====== SOURCE DOCUMENT

That's exactly right.


>So, is there an applicative workaround? I know how to do it with mutable
>values / references, but...

I don't think you can do it with the current system.  We would need to
do some kind of compile-time analysis to make sure the code is safe
before the compiler would accept this code.  It's not clear that we
have the manpower needed to implement this kind of feature.

-- Damien

Re: Ask for explanation -- possibly repeated

[Pierre Weis]

> >From: Benoit de Boursetty <debourse@email.enst.fr>
> >
> ># let translate_tree =
> >    let rec aux father (Classical_node (data, sons)) =
> >      let rec this_node = Node (father, data,
> >                                List.map
> >                                  (aux (Some this_node))
> >                                  sons)
> >      in this_node
> >    in aux None
> 
> >So, is there an applicative workaround? I know how to do it with mutable
> >values / references, but...

As usual: hide the side effect into the lazy side of the language that
is usually considered as pure and applicative, add a bit of
eta-expansion if your language does not know lazy evaluation properly,
and you get a simple workaround:

let translate_tree t =
    let rec aux father (Classical_node (data, sons)) =
      let rec this_node = lazy (Node (father, data,
                                List.map
                                  (aux (Some (Lazy.force this_node)))
                                  sons))
      in Lazy.force this_node
    in aux None t;;
val translate_tree : 'a classical_tree -> 'a tree = <fun>

Pierre Weis

INRIA, Projet Cristal, Pierre.Weis@inria.fr, http://cristal.inria.fr/~weis/

Re: Ask for explanation -- possibly repeated

[Benoit de Boursetty]

> ># let translate_tree =
> >    let rec aux father (Classical_node (data, sons)) =
> >      let rec this_node = Node (father, data,
> >                                List.map
> >                                  (aux (Some this_node))
> >                                  sons)
> >      in this_node
> >    in aux None
> > [ doesn't compile ]
> >So, is there an applicative workaround? I know how to do it with mutable
> >values / references, but...

============

(YOUR GOAL): Carry on the tree-translation thread, starting right after its last quoted line. The material that comes next stands apart from the tree-translation thread.

====== DATASET EXTRACT

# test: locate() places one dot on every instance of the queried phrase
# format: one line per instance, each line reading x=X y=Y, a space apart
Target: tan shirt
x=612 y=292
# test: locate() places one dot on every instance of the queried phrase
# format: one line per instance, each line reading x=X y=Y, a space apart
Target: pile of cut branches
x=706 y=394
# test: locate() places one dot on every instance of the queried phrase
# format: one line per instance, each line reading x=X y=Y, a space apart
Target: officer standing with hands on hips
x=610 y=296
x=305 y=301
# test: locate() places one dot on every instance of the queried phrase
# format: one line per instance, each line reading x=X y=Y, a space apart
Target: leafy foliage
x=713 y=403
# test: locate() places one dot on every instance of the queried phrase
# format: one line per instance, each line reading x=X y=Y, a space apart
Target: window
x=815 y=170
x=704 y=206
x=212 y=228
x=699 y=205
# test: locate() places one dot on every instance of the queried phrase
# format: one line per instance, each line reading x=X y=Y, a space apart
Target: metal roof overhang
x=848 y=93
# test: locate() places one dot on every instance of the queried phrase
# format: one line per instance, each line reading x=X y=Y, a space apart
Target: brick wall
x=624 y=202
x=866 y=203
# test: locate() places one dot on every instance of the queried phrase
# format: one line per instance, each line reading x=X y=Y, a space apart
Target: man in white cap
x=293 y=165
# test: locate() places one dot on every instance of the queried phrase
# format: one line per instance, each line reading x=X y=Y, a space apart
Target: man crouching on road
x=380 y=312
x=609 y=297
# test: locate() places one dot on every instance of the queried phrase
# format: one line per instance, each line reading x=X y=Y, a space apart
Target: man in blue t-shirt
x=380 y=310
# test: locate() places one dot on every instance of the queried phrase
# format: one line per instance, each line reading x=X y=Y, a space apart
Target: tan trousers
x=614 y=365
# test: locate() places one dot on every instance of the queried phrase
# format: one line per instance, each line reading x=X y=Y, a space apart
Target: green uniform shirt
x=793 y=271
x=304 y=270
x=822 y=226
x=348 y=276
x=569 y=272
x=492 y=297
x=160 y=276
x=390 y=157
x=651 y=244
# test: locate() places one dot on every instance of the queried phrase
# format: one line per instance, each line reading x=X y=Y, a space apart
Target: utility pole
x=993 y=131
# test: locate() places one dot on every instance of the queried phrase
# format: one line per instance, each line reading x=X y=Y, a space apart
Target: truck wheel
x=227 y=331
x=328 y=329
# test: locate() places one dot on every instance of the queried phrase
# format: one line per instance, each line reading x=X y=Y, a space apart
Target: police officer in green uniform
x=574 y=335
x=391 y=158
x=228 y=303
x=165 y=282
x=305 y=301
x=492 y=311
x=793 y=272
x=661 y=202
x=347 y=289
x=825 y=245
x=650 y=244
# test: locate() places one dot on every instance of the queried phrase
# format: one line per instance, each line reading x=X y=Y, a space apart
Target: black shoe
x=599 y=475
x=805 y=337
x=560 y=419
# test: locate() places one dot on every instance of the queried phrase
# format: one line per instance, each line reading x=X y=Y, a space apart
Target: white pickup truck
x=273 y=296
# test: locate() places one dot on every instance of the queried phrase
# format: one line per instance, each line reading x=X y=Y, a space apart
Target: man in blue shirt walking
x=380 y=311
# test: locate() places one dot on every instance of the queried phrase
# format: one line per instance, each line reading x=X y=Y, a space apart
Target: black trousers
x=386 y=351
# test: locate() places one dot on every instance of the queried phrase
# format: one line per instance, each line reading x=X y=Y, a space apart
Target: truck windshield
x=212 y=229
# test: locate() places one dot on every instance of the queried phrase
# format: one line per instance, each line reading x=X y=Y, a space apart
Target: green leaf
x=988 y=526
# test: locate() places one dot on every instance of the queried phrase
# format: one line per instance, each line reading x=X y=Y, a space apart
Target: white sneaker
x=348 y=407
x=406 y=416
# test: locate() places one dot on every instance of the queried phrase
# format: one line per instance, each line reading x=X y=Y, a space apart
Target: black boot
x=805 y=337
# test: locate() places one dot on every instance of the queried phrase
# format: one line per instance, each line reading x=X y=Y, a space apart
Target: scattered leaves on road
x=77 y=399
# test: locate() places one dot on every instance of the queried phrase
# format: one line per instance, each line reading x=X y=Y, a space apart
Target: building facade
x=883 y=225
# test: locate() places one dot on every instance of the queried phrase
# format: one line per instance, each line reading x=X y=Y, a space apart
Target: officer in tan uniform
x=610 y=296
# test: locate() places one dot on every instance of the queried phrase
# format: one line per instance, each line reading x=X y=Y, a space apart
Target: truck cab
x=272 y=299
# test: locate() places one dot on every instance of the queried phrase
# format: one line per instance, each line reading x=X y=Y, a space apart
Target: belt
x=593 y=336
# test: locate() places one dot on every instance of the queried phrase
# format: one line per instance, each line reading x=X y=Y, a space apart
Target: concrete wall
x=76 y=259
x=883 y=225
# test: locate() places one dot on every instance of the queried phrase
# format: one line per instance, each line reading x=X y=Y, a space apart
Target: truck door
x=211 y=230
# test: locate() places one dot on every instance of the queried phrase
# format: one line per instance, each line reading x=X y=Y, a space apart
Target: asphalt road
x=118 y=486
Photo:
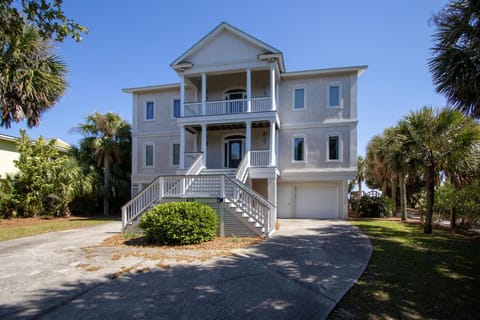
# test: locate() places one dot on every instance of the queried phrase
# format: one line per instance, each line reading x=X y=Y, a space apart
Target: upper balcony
x=227 y=107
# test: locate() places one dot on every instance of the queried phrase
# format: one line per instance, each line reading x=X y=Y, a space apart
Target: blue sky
x=132 y=43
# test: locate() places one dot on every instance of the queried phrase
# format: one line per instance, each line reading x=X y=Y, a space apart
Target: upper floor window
x=298 y=149
x=299 y=98
x=176 y=108
x=148 y=155
x=334 y=95
x=149 y=110
x=333 y=148
x=176 y=154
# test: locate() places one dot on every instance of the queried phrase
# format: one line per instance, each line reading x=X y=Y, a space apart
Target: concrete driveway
x=300 y=273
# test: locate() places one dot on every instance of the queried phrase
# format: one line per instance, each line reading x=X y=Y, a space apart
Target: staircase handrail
x=142 y=200
x=196 y=166
x=241 y=173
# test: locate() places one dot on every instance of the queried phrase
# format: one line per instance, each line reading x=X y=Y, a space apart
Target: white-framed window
x=334 y=95
x=299 y=98
x=334 y=147
x=150 y=110
x=175 y=154
x=176 y=108
x=298 y=148
x=149 y=155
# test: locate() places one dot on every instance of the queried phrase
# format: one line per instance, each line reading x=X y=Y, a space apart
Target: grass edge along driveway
x=415 y=276
x=24 y=227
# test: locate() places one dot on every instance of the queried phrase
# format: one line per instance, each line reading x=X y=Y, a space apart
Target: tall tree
x=46 y=15
x=108 y=135
x=455 y=63
x=32 y=79
x=437 y=139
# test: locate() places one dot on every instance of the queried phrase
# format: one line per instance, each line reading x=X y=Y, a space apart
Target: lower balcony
x=225 y=107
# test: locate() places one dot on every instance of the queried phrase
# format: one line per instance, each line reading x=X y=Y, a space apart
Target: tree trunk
x=453 y=217
x=384 y=187
x=428 y=226
x=403 y=196
x=393 y=180
x=106 y=176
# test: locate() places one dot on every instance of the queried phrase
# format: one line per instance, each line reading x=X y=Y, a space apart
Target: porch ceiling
x=227 y=126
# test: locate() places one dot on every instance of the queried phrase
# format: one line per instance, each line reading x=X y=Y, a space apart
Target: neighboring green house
x=9 y=153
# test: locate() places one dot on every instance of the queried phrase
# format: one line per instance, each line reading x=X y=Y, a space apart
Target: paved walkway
x=300 y=273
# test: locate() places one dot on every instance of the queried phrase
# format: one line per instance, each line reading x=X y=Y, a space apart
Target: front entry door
x=234 y=153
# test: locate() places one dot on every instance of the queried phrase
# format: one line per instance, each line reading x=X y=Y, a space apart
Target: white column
x=249 y=90
x=195 y=142
x=273 y=155
x=248 y=136
x=204 y=144
x=182 y=96
x=204 y=93
x=273 y=87
x=182 y=147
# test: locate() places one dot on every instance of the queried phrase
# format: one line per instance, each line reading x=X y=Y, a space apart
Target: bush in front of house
x=179 y=223
x=375 y=207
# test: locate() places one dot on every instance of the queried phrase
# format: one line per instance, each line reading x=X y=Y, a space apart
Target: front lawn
x=415 y=276
x=24 y=227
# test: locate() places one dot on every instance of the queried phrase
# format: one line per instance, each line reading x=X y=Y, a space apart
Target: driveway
x=300 y=273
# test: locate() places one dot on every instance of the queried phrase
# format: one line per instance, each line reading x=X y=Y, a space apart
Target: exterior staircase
x=235 y=203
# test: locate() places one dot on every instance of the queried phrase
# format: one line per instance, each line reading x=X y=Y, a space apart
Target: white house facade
x=242 y=134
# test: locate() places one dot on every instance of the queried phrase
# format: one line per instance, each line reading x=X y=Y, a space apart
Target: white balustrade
x=223 y=107
x=259 y=158
x=215 y=186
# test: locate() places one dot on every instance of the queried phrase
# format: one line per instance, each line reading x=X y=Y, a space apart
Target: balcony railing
x=223 y=107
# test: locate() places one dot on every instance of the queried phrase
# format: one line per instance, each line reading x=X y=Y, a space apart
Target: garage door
x=316 y=202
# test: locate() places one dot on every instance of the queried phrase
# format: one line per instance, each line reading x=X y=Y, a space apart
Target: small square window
x=176 y=108
x=334 y=96
x=149 y=155
x=333 y=148
x=149 y=110
x=176 y=154
x=299 y=98
x=298 y=149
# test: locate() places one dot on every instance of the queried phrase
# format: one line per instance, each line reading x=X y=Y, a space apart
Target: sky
x=132 y=43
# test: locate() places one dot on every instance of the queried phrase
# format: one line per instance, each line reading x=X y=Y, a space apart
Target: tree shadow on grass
x=412 y=275
x=286 y=277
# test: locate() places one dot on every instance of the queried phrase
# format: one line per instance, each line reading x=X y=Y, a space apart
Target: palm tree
x=107 y=134
x=32 y=79
x=437 y=140
x=376 y=169
x=456 y=51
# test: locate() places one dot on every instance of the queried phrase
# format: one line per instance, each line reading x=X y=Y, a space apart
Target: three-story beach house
x=240 y=133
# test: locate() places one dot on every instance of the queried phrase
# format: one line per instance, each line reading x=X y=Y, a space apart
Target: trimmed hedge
x=373 y=207
x=179 y=223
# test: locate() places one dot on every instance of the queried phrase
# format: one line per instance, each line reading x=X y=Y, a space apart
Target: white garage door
x=316 y=202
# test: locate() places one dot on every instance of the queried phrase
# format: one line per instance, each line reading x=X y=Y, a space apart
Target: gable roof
x=226 y=26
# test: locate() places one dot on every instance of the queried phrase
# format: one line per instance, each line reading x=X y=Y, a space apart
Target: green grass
x=415 y=276
x=14 y=232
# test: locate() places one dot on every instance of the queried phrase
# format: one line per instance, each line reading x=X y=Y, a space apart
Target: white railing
x=222 y=107
x=143 y=200
x=259 y=158
x=193 y=109
x=223 y=187
x=242 y=170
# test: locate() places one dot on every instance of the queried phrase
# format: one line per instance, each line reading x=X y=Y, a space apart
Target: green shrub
x=375 y=207
x=179 y=223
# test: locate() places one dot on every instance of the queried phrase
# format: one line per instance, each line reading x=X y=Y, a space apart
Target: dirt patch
x=21 y=222
x=220 y=243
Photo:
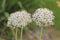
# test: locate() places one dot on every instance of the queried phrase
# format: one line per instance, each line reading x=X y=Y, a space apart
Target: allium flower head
x=19 y=19
x=43 y=17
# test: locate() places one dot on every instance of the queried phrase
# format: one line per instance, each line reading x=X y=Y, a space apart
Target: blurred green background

============

(ANSWER TO THIS TASK):
> 
> As usual: hide the side effect into the lazy side of the language that
> is usually considered as pure and applicative, add a bit of
> eta-expansion if your language does not know lazy evaluation properly,
> and you get a simple workaround:
> 
> let translate_tree t =
>     let rec aux father (Classical_node (data, sons)) =
>       let rec this_node = lazy (Node (father, data,
>                                 List.map
>                                   (aux (Some (Lazy.force this_node)))
>                                   sons))
>       in Lazy.force this_node
>     in aux None t;;
> val translate_tree : 'a classical_tree -> 'a tree = <fun>

Erm... "eta-expansion" is not that usual to me but... well, with all my
respect, your solution doesn't seem to work.
(unless it works with version 2.04, I'm still using O'CaML 2.02)

# let essai = Classical_node ("Father", [Classical_node ("Son", [])]);;
val essai : string classical_tree =
  Classical_node ("Father", [Classical_node ("Son", [])])

# translate_tree essai;;
Stack overflow during evaluation (looping recursion?).

Ah ha. So are mutable values a must even outside the Lazy module? Or does
your eta-expansion (I don't even know what it means) need a lift... :-)

BdB.

Re: Ask for explanation -- possibly repeated

[Pierre Weis]

> > As usual: hide the side effect into the lazy side of the language that
> > is usually considered as pure and applicative, add a bit of
> > eta-expansion if your language does not know lazy evaluation properly,
> > and you get a simple workaround:
> > 
> > let translate_tree t =
> >     let rec aux father (Classical_node (data, sons)) =
> >       let rec this_node = lazy (Node (father, data,
> >                                 List.map
> >                                   (aux (Some (Lazy.force this_node)))
> >                                   sons))
> >       in Lazy.force this_node
> >     in aux None t;;
> > val translate_tree : 'a classical_tree -> 'a tree = <fun>
> 
> Erm... "eta-expansion" is not that usual to me but... well, with all my
> respect, your solution doesn't seem to work.
> (unless it works with version 2.04, I'm still using O'CaML 2.02)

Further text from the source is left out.